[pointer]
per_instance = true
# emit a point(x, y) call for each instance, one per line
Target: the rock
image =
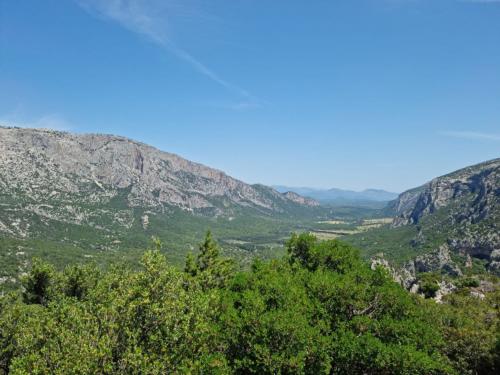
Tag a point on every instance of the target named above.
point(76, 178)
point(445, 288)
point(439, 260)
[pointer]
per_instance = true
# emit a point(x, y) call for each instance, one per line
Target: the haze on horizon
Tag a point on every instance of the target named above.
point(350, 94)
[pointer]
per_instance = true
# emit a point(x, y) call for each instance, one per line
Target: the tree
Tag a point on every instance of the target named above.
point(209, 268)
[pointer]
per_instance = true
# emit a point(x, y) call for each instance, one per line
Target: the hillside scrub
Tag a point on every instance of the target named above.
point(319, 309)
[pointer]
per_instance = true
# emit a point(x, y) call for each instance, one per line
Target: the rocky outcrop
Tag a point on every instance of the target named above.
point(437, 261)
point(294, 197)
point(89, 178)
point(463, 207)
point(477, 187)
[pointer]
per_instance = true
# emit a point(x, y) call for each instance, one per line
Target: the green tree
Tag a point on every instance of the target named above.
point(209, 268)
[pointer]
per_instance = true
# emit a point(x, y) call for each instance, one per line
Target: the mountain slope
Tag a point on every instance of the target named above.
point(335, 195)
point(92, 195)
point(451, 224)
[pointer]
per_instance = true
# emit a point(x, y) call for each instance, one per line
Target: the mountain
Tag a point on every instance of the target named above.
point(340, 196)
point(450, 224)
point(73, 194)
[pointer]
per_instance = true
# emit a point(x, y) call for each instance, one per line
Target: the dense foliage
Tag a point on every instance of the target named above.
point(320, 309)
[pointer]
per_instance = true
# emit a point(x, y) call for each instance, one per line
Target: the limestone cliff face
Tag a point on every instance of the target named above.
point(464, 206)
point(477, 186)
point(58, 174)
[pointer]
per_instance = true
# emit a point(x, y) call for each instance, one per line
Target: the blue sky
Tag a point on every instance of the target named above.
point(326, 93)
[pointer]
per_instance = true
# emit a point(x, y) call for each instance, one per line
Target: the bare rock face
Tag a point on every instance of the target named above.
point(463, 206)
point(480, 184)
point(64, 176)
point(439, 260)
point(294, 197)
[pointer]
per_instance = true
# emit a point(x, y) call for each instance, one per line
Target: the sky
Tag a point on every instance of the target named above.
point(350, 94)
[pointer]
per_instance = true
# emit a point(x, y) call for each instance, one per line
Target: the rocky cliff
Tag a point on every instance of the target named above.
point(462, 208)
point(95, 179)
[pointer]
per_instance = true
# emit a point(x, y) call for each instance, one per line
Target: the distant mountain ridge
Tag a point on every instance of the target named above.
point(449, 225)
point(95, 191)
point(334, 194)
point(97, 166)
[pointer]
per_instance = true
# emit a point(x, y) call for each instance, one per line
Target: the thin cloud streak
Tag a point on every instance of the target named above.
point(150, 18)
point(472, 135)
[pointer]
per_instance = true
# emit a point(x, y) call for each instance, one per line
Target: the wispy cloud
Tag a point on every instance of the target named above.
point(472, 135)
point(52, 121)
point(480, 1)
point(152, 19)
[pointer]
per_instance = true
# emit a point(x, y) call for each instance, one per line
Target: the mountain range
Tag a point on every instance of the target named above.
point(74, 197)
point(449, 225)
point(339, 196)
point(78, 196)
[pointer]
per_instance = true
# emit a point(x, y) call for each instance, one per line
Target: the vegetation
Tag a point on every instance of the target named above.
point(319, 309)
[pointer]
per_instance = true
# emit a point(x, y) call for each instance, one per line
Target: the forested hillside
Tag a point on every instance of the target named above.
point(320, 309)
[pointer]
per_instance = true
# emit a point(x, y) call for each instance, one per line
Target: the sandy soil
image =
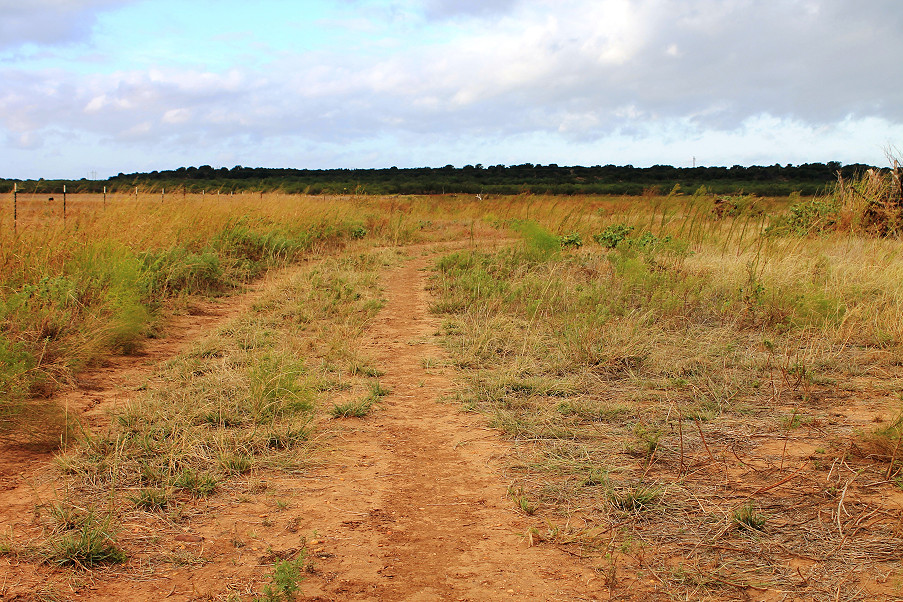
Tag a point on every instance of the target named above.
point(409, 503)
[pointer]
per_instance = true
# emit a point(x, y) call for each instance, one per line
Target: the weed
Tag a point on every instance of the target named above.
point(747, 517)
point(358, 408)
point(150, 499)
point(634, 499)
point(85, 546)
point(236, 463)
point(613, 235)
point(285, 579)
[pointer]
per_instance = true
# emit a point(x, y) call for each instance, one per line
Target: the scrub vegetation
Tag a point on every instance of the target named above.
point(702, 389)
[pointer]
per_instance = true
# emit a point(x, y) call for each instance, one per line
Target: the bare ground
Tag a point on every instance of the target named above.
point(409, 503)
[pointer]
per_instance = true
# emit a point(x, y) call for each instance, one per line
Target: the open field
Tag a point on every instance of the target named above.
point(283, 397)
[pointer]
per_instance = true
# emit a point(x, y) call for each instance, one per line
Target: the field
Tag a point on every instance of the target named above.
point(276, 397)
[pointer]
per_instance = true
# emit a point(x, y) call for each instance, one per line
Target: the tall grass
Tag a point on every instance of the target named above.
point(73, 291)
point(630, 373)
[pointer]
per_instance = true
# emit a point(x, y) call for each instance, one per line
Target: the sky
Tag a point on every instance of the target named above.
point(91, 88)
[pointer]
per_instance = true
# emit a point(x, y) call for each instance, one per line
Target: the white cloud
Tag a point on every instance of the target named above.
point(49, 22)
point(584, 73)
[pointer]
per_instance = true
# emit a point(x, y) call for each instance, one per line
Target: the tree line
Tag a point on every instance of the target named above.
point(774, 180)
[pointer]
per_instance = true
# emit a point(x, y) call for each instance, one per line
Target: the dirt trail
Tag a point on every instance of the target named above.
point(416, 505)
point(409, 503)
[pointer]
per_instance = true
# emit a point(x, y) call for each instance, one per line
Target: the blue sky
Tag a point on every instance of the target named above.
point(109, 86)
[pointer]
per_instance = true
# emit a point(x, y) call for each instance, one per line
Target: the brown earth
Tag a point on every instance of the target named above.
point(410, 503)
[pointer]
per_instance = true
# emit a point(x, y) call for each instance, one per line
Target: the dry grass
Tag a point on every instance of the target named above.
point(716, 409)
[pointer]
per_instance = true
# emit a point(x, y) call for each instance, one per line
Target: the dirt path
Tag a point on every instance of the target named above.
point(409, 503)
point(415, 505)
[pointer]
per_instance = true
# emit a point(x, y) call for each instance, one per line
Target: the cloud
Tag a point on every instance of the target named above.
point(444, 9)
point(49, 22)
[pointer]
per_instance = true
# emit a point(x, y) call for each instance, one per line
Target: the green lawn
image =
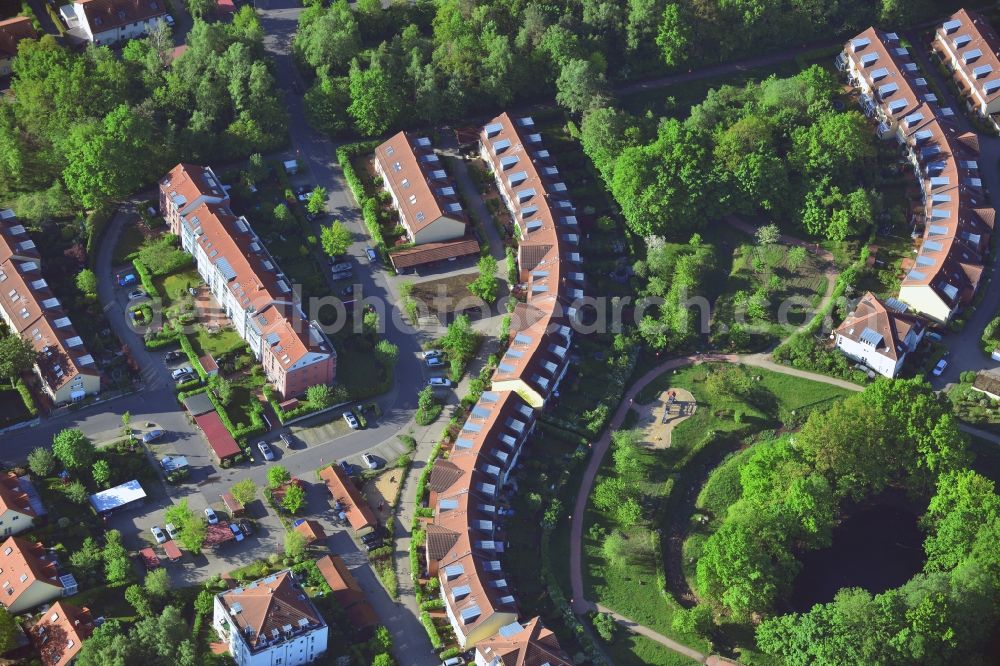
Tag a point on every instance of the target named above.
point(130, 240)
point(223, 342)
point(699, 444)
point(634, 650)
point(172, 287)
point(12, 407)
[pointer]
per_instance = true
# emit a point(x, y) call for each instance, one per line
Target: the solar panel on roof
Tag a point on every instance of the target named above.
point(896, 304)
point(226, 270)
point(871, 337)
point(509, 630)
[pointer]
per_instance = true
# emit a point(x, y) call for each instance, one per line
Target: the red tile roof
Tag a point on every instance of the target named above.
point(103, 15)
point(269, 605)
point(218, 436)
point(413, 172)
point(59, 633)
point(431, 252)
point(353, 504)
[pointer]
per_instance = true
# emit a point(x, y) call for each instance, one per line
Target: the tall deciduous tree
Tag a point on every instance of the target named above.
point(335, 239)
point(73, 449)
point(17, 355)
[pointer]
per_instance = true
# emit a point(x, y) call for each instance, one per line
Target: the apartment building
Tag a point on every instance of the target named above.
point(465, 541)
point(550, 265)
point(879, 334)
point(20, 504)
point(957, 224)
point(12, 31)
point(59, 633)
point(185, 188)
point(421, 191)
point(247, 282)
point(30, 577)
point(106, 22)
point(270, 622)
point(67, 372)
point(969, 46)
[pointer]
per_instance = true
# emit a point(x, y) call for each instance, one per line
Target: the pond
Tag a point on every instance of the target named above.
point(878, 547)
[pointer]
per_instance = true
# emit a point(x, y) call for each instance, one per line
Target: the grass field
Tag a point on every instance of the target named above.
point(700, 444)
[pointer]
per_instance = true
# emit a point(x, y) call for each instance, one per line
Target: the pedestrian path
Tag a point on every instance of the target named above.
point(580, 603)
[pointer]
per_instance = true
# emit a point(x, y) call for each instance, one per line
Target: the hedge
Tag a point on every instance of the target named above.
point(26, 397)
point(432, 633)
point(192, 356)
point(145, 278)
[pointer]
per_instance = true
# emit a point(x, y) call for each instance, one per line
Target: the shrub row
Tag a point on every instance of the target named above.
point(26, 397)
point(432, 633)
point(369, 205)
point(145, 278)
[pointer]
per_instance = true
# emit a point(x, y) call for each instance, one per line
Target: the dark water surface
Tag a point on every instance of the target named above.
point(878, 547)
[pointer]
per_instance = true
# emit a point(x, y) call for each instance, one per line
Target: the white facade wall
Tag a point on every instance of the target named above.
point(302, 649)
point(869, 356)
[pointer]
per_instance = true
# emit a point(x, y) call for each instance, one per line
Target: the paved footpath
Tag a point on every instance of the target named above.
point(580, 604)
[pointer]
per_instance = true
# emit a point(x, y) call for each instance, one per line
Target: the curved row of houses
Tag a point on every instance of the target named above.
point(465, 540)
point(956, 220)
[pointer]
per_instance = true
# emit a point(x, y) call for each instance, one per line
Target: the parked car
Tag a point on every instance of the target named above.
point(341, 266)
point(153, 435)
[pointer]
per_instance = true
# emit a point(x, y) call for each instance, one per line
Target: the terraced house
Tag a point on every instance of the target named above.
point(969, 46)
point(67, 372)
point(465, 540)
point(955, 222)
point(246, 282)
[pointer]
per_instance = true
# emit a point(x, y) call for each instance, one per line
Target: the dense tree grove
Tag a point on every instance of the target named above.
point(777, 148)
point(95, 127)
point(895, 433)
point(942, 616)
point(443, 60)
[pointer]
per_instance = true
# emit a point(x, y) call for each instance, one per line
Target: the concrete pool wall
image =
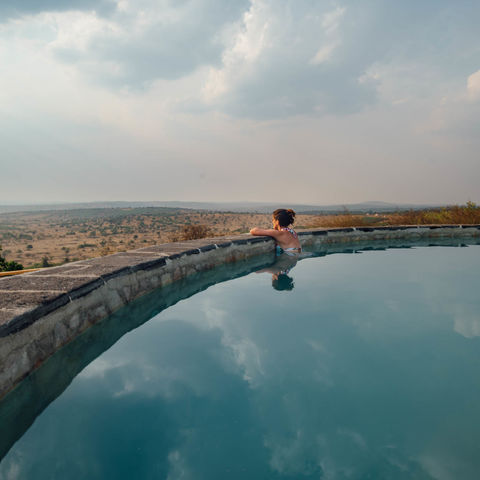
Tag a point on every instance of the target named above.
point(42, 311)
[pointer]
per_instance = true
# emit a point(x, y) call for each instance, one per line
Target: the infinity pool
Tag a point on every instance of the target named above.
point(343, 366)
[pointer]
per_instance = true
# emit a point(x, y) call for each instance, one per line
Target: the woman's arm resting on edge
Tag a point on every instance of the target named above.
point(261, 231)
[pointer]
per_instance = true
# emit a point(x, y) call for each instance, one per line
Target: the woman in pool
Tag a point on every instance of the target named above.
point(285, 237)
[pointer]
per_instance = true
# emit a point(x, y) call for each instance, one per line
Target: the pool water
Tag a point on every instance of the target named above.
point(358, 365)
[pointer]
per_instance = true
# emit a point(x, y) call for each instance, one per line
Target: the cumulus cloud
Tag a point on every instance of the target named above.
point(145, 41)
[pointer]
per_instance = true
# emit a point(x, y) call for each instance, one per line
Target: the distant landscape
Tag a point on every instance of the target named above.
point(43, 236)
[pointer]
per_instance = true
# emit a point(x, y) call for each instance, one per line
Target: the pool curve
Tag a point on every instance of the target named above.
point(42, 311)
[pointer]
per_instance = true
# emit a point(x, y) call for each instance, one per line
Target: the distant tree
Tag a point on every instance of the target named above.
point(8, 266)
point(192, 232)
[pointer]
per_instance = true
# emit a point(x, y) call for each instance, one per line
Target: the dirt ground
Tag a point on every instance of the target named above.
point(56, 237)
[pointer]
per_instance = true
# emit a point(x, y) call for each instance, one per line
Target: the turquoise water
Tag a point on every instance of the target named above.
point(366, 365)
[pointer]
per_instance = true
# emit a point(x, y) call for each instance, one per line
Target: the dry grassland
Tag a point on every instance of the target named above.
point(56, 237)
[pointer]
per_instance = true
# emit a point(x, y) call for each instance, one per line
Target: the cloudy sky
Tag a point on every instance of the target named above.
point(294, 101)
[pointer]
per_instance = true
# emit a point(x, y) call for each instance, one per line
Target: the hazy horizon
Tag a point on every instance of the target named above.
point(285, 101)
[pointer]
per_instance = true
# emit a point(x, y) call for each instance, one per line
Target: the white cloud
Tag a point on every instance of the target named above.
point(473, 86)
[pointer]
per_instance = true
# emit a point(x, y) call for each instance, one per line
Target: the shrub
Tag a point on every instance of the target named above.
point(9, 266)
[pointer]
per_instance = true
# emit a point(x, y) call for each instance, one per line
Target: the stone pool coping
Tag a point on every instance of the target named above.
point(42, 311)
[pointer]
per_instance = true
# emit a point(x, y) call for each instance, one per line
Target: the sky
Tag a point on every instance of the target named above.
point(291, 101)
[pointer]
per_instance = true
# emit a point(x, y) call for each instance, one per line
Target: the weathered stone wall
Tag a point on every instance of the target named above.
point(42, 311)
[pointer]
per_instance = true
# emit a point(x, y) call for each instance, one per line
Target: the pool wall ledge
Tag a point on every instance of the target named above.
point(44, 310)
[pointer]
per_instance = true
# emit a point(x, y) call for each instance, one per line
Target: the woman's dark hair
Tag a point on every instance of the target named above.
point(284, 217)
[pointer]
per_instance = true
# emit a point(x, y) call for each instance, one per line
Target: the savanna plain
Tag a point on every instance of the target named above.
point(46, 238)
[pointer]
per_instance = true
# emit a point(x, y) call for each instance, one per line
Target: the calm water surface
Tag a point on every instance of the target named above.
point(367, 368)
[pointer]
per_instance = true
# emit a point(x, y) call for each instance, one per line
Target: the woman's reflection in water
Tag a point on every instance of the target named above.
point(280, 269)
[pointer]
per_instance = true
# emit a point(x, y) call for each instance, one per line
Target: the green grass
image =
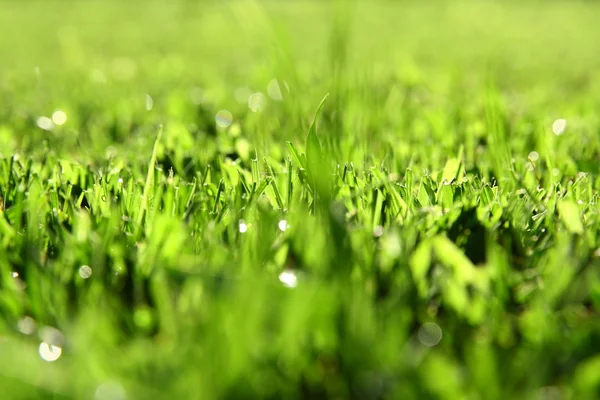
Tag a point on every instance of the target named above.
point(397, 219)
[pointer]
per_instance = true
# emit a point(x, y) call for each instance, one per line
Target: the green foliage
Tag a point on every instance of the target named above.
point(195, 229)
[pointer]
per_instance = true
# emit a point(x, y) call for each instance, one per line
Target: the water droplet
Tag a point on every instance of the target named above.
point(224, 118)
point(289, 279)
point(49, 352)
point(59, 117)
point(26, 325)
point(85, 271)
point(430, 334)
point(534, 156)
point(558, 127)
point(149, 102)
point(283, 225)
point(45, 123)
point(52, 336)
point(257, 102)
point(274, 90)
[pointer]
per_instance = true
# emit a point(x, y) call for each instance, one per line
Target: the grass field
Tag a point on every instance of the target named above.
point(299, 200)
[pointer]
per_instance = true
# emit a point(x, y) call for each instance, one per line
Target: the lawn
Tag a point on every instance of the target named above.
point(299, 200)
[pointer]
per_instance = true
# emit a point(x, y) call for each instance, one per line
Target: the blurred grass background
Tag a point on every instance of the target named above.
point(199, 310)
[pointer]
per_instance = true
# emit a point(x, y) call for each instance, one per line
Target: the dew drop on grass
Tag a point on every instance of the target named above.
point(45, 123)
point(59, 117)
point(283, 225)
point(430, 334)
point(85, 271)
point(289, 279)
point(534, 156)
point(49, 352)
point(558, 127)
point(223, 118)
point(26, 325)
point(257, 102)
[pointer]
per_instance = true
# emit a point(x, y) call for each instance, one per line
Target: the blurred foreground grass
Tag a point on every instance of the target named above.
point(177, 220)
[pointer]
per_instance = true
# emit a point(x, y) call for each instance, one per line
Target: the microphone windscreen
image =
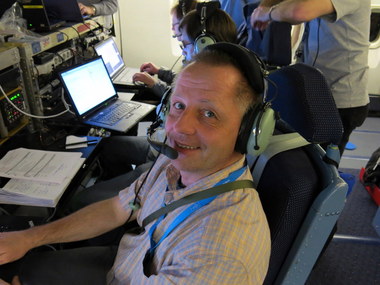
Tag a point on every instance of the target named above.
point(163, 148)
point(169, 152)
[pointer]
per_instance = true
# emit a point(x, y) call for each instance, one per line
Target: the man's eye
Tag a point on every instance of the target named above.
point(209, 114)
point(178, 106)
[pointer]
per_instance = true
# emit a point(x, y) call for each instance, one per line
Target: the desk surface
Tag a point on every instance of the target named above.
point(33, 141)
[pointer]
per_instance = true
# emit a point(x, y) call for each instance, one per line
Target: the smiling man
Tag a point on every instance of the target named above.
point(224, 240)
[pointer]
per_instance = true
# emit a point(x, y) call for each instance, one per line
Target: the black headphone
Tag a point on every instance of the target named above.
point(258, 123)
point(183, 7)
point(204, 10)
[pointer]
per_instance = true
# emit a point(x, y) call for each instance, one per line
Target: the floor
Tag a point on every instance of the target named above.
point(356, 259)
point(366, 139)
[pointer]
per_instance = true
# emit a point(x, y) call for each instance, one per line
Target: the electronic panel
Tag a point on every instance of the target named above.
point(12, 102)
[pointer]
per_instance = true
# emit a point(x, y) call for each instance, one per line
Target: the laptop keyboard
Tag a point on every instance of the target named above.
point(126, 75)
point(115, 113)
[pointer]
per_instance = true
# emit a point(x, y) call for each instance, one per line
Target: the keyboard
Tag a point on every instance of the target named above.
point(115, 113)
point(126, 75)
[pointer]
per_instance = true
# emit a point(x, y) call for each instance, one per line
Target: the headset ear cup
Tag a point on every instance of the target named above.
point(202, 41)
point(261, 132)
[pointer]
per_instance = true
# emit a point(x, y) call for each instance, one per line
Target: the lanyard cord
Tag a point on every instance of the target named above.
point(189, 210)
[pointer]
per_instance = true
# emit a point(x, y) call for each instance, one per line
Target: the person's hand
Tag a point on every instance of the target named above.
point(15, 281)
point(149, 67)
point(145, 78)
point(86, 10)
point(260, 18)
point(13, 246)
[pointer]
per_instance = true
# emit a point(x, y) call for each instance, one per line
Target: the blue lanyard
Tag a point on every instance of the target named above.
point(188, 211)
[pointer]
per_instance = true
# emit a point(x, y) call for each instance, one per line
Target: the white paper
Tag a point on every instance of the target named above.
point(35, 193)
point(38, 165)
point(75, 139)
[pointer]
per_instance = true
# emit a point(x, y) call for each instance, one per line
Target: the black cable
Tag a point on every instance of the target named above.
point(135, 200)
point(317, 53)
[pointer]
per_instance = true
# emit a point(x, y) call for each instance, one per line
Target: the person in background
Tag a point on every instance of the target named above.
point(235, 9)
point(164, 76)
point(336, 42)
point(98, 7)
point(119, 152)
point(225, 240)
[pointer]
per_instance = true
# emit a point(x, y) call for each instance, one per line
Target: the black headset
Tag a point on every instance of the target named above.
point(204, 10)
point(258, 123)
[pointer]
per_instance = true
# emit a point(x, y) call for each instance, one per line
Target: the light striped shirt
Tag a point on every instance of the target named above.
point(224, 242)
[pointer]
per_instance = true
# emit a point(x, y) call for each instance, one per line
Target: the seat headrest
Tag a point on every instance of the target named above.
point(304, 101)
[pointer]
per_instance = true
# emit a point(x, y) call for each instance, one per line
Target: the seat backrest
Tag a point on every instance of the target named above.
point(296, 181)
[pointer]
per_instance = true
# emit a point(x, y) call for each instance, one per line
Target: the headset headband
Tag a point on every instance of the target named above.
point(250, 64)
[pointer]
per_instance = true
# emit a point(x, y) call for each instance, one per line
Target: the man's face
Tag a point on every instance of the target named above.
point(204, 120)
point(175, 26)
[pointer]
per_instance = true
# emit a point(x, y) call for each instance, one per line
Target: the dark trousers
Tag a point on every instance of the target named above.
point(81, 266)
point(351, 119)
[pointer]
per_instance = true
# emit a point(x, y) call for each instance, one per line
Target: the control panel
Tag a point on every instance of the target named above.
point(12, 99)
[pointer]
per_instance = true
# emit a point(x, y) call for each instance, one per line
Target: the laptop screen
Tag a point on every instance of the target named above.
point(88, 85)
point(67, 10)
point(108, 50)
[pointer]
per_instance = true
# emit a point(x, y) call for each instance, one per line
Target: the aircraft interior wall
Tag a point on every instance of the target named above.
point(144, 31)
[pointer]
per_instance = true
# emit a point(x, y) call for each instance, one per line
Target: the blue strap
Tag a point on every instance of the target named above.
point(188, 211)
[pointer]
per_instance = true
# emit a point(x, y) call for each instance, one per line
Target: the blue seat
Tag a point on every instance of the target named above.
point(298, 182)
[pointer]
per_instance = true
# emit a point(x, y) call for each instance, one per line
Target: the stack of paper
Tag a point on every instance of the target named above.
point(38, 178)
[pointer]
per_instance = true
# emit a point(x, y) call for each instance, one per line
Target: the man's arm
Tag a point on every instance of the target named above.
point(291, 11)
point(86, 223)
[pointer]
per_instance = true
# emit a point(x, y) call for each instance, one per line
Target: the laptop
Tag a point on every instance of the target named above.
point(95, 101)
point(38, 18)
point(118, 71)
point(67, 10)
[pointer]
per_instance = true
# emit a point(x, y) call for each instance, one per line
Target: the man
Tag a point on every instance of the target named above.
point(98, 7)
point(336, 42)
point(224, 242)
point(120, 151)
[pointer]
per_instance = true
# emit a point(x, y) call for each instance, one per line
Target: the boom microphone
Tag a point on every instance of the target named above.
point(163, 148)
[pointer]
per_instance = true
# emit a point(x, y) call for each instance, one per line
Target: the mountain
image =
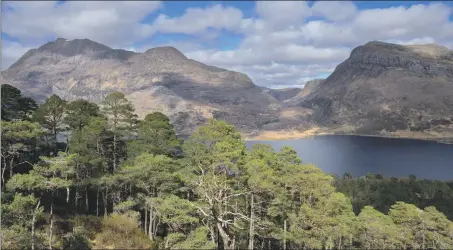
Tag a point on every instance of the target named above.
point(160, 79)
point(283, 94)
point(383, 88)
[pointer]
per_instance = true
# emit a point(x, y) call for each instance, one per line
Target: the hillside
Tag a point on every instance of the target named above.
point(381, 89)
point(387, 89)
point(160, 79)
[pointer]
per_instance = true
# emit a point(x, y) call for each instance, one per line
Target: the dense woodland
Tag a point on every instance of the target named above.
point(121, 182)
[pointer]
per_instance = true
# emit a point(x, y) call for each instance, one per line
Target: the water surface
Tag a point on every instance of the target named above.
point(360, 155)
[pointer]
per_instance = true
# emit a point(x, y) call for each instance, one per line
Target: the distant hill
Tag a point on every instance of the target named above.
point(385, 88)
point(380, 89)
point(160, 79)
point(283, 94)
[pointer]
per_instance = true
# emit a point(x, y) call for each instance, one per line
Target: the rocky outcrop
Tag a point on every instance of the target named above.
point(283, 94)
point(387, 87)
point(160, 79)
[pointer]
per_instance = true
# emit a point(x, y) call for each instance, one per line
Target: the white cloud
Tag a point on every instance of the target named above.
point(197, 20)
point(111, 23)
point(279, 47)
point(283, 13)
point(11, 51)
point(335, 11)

************

What to work on
Your task is to show every line of the listing above containing "surface".

Task solution
Target: the dark water surface
Target: the calm water surface
Target: the desk surface
Target: the water surface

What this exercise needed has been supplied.